▶ _Consigne 1_
D'après le texte source ci-dessous sur la poésie amoureuse arabe, à quel siècle et dans quelle région Ibn Hamdis déclamait-il ses vers ?

▶ _Texte source_
»»

A l'occasion de la réédition du recueil Les Arabes et l'Amour, le directeur des éditions Sindbad retrace les fondements de la poésie amoureuse arabe jusqu'au XVème siècle.

Les Arabes et l’Amour, avec Farouk Mardam Bey

© Vincent Muller

« Liqueur de miel à ses lèvres cueillie, Puisée aux fraîcheurs d’un cristal de neige ! Pitié pour moi, que la passion assiège : Je suis la proie de tourments infinis ! »

C’est au XIe siècle, en Sicile musulmane que le célèbre poète Ibn Hamdis déclamait ces vers élégiaques qui déclinent les nuances sensorielles, affectives et mystiques du sentiment amoureux, dans la lignée d’une tradition arabe millénaire.

La réédition du recueil Les Arabes et l’Amour (1999), aux éditions Sindbad chez Actes Sud, propose un panorama riche et explicité de la poésie amoureuse jusqu’au XVe siècle. La qualité de la traduction et la clarté érudite du paratexte d’André Miquel et Hamdane Hadjadji permettent au lecteur francophone une plongée inédite et éclairée dans un univers géographique, culturel, symbolique et métrique peu connu. Des premiers poèmes suspendus, comme ceux d’Imru L-Qays à ceux d’Al-Khansa, des chantres de l’époque omeyyade, comme Jarîr ou abbasidde, avec Ibn Al-Mu‘tazz, une voix poétique s’élève de Bagdad à Grenade pour chanter les émois amoureux et leur évolution.

««

▶ _Données fournies_
»»

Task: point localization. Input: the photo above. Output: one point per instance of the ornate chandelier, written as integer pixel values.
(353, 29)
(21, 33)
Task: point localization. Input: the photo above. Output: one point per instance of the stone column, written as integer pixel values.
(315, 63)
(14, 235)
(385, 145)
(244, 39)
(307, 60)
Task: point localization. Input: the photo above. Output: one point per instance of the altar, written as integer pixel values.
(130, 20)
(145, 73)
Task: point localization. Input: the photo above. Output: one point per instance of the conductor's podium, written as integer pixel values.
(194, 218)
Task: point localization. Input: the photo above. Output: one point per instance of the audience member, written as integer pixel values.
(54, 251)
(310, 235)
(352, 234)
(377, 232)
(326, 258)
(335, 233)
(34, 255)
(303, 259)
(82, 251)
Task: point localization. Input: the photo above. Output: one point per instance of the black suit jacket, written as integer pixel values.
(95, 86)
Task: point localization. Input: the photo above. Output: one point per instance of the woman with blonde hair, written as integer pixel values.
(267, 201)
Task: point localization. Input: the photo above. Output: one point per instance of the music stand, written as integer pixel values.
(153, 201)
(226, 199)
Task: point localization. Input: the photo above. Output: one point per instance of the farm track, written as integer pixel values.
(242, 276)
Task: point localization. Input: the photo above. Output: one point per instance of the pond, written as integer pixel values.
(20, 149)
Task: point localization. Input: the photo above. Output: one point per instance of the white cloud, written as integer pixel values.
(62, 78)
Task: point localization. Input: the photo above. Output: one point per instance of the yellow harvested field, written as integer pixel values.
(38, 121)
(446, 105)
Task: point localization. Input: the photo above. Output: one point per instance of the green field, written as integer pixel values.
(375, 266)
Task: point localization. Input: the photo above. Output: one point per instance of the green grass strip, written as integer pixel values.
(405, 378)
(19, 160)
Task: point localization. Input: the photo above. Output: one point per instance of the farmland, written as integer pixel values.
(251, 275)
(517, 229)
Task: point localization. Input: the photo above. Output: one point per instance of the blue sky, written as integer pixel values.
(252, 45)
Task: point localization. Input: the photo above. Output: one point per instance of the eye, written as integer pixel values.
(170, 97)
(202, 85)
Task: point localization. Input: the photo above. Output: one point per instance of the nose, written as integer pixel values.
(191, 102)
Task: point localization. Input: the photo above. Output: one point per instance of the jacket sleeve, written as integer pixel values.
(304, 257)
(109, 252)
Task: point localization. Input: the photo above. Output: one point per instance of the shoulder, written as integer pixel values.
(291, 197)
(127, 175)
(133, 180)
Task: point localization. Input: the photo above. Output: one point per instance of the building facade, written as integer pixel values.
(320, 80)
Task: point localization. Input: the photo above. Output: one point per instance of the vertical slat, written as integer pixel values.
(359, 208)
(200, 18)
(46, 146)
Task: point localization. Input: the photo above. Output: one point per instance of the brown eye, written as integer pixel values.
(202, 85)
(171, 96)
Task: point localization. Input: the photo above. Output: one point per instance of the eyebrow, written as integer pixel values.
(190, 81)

««

▶ _Consigne 2_
Relevez toutes les lignes des entrées ci-dessus qui contiennent le mot « jacket », en respectant la casse.

▶ _Réponse 1_
Au XIe siècle, en Sicile musulmane.

▶ _Réponse 2_
Task: point localization. Input: the photo above. Output: one point per instance of the black suit jacket, written as integer pixel values.
Task: point localization. Input: the photo above. Output: one point per instance of the jacket sleeve, written as integer pixel values.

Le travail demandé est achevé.